**WHAT THE TASK REQUIRES**
Please repeat the line that has "Where can you see the black track" and all lines after it, exactly as they appear, through the end of the entries.

**INPUT RECORDS**
=== Begin Enclosure ===

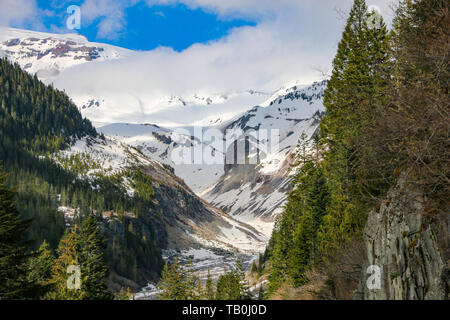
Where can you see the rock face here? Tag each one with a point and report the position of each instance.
(409, 241)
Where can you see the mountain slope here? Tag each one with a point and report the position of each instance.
(64, 171)
(257, 192)
(64, 59)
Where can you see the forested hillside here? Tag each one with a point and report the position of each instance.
(387, 117)
(37, 122)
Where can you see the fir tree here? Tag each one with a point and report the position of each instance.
(41, 269)
(92, 259)
(13, 247)
(68, 255)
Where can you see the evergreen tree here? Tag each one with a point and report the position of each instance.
(41, 269)
(178, 282)
(13, 247)
(210, 292)
(356, 84)
(92, 259)
(68, 255)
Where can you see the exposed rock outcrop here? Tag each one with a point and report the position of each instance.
(409, 241)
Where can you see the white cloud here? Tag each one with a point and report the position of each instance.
(19, 13)
(292, 40)
(299, 38)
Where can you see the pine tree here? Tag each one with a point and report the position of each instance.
(68, 255)
(13, 247)
(355, 86)
(178, 282)
(124, 294)
(92, 259)
(209, 288)
(41, 269)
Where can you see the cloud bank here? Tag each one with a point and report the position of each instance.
(294, 40)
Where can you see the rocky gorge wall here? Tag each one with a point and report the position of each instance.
(408, 240)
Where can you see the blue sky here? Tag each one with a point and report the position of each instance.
(145, 27)
(203, 45)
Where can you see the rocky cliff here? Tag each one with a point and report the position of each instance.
(408, 240)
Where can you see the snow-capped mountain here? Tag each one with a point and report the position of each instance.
(253, 193)
(47, 55)
(257, 192)
(189, 222)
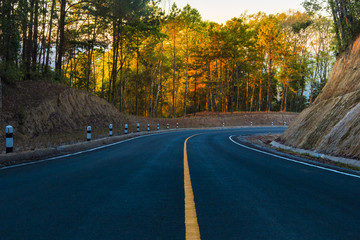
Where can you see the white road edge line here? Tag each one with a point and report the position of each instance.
(81, 152)
(295, 161)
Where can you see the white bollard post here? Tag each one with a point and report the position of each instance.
(9, 139)
(88, 135)
(110, 130)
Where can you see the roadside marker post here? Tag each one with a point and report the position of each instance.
(88, 135)
(9, 132)
(110, 130)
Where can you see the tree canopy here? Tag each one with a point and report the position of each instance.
(152, 63)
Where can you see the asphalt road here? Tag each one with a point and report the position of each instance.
(135, 190)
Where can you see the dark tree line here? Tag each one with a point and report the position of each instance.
(149, 63)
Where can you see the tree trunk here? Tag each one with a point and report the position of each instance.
(137, 75)
(186, 83)
(61, 38)
(268, 104)
(49, 37)
(35, 37)
(174, 74)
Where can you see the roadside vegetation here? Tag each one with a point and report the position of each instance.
(151, 60)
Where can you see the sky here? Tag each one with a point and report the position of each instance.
(222, 10)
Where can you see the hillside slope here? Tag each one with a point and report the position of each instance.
(48, 115)
(332, 124)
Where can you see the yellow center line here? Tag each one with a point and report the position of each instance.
(191, 224)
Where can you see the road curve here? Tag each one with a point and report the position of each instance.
(135, 190)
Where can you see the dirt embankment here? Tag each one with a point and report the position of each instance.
(49, 115)
(332, 124)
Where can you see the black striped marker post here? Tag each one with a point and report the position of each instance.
(9, 139)
(88, 135)
(110, 130)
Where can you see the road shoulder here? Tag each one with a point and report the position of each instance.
(264, 143)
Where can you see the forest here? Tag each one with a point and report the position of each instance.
(156, 62)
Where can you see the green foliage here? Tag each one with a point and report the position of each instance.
(21, 114)
(10, 73)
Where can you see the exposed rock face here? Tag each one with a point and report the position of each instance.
(332, 124)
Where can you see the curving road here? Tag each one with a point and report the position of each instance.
(135, 190)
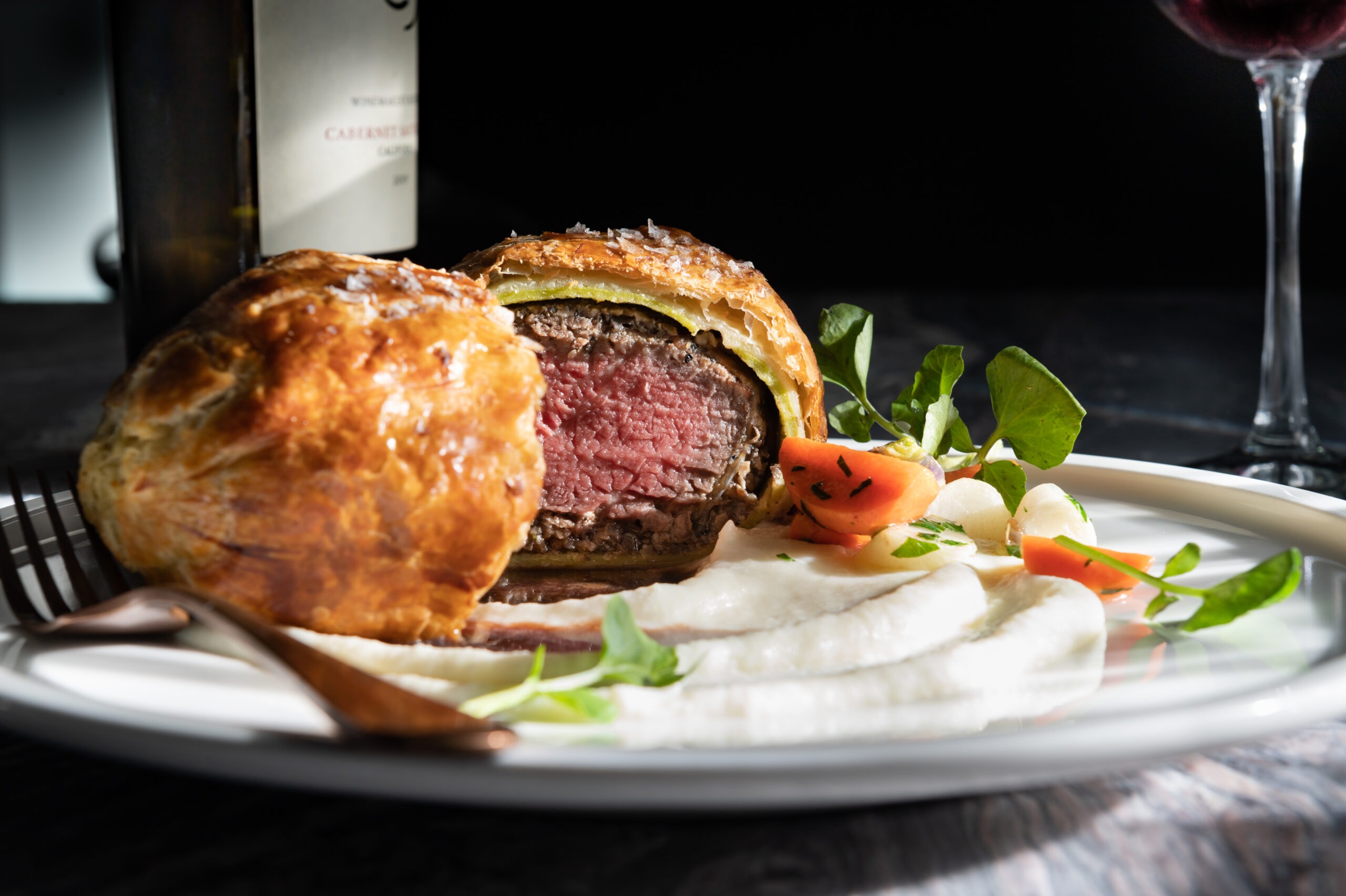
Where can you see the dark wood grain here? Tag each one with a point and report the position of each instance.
(1262, 818)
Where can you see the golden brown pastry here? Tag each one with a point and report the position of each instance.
(674, 370)
(334, 441)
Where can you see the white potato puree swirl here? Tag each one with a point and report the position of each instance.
(807, 649)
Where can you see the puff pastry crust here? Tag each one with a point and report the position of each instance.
(333, 441)
(702, 286)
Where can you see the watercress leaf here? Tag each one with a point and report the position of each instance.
(1008, 479)
(852, 420)
(960, 438)
(586, 704)
(939, 417)
(937, 376)
(511, 697)
(913, 548)
(845, 337)
(629, 654)
(939, 373)
(1033, 408)
(1158, 604)
(1267, 583)
(1184, 561)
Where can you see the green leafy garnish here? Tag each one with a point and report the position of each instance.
(629, 657)
(913, 548)
(1184, 561)
(1008, 479)
(845, 337)
(1034, 411)
(1270, 582)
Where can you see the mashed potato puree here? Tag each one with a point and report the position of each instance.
(804, 647)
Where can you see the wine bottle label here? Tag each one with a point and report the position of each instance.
(335, 89)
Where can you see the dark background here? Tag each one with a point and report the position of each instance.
(1078, 179)
(931, 147)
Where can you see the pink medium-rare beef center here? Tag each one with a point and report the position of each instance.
(653, 439)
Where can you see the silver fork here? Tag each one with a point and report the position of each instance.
(362, 705)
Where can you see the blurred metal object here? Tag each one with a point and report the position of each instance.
(362, 705)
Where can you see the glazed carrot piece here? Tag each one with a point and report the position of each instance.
(1046, 558)
(804, 529)
(851, 491)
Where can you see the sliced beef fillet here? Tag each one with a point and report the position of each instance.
(653, 439)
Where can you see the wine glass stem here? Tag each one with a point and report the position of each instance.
(1282, 428)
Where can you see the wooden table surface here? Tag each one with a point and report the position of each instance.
(1165, 378)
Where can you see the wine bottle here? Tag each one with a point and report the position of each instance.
(248, 128)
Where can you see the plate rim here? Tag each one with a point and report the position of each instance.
(763, 777)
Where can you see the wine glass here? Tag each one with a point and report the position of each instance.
(1283, 44)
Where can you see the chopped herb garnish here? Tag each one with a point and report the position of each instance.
(629, 657)
(913, 548)
(1033, 409)
(1270, 582)
(937, 525)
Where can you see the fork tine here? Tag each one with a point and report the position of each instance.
(84, 594)
(14, 591)
(35, 558)
(107, 565)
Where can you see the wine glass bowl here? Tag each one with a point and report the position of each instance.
(1283, 44)
(1263, 29)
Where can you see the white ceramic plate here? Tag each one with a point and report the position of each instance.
(1277, 669)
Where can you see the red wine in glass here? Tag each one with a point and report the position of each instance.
(1265, 29)
(1283, 44)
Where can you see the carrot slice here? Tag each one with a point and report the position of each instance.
(804, 529)
(1046, 558)
(854, 491)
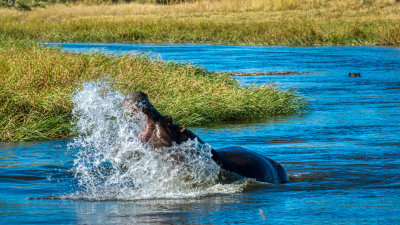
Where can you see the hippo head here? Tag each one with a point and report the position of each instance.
(160, 131)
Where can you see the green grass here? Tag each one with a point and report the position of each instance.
(36, 85)
(255, 22)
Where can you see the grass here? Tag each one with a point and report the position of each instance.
(258, 22)
(36, 85)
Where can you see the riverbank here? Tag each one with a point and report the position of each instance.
(255, 22)
(37, 84)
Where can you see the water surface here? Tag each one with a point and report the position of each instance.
(342, 156)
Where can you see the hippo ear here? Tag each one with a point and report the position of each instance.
(182, 128)
(168, 119)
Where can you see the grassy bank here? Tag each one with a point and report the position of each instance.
(36, 84)
(264, 22)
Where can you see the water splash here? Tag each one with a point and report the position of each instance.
(113, 164)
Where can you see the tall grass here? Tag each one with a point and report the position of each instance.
(261, 22)
(36, 84)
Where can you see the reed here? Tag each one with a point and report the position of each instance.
(36, 85)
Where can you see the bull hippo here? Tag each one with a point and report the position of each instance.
(160, 131)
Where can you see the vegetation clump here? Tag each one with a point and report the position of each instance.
(36, 85)
(254, 22)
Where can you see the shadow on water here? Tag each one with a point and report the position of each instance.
(342, 156)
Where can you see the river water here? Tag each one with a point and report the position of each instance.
(342, 156)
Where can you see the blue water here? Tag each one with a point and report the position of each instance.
(342, 155)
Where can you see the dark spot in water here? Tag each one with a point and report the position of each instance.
(271, 73)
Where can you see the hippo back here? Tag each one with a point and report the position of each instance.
(250, 164)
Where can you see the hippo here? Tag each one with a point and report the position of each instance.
(354, 75)
(160, 131)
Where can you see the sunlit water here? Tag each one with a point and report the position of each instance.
(342, 156)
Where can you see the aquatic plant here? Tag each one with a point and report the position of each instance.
(36, 85)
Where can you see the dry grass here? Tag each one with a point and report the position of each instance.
(36, 84)
(274, 22)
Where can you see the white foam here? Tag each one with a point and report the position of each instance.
(112, 163)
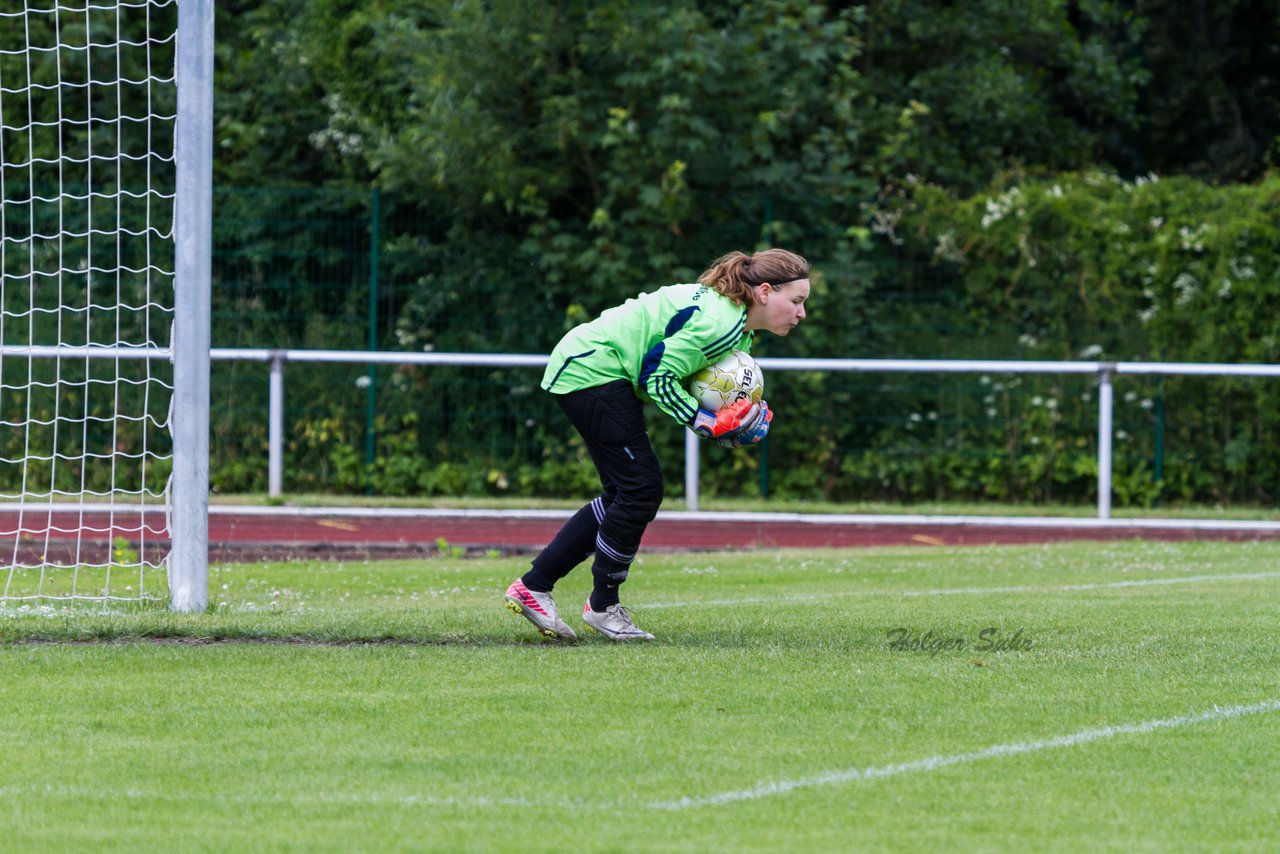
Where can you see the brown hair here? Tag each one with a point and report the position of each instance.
(737, 273)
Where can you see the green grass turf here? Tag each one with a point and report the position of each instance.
(396, 706)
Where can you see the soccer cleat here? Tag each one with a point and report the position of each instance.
(613, 622)
(538, 608)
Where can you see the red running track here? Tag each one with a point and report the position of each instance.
(252, 533)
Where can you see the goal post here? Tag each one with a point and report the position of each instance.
(105, 234)
(188, 525)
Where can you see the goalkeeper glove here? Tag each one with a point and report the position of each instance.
(753, 433)
(730, 424)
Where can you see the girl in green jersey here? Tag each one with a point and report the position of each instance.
(644, 351)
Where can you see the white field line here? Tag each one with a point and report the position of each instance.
(945, 592)
(689, 802)
(942, 761)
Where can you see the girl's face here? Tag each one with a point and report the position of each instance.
(780, 310)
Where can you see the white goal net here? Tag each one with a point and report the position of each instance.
(87, 270)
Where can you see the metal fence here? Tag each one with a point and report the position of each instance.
(1102, 371)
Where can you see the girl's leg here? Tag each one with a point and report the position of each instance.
(611, 420)
(572, 544)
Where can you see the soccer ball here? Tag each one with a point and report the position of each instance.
(734, 378)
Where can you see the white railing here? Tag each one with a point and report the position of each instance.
(277, 359)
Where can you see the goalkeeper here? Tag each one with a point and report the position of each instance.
(643, 351)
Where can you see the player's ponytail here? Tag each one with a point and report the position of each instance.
(737, 274)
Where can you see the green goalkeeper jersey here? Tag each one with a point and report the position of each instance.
(656, 341)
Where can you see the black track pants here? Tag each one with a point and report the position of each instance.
(611, 421)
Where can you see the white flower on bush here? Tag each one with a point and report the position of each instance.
(1242, 268)
(1187, 288)
(1001, 206)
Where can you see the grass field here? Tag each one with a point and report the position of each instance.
(794, 700)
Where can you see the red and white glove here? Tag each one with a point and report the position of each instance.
(743, 423)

=== End Enclosure ===

**RESPONSE TO THE TASK**
Where can you see the black track pants here? Tag each one with a point and report the position of each instance.
(611, 421)
Where can you see the white flower on bush here? Tag each one with a point and report the position of each instance.
(1242, 268)
(1187, 288)
(1001, 206)
Where can you see the grass field here? Tag each one with a point and report the position of each instance.
(794, 700)
Where can you see the red and white glove here? Tag each one with a point and report the position of each instance.
(743, 423)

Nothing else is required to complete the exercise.